[Saved data entries]
======

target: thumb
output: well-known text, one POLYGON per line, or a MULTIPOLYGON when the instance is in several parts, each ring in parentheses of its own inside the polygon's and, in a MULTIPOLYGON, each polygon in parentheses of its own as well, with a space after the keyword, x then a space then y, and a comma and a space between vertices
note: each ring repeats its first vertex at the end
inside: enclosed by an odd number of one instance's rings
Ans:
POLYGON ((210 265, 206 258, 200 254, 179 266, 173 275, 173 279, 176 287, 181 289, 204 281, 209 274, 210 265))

======

» Exercise prompt
The records shown above should be given again word for word.

» Task output
target: thumb
output: well-known text, one POLYGON per line, or a MULTIPOLYGON when the instance is in several parts, each ring in parentheses of its own inside the polygon's and, in a MULTIPOLYGON, each polygon in parentheses of its own as well, with a space after the keyword, x then a space then y, and a comma and a space between vertices
note: each ring repeats its first vertex at the end
inside: enclosed by an odd number of one instance's rings
Ans:
POLYGON ((210 265, 206 258, 200 254, 179 266, 173 275, 173 279, 176 287, 181 289, 204 281, 209 274, 210 265))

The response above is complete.